WHAT YOU SHOULD DO >> Output every line of the entries below as a JSON list of strings, one string per line, leaving out blank lines.

TASK MATERIAL >>
● ● ● ● ● ● ●

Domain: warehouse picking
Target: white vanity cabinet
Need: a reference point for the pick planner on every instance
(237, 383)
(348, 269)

● ● ● ● ● ● ●

CORRECT RESPONSE >>
[
  "Domain: warehouse picking",
  "Target: white vanity cabinet",
  "Need: a reference point for the pick planner on every instance",
  "(237, 383)",
  "(348, 269)"
]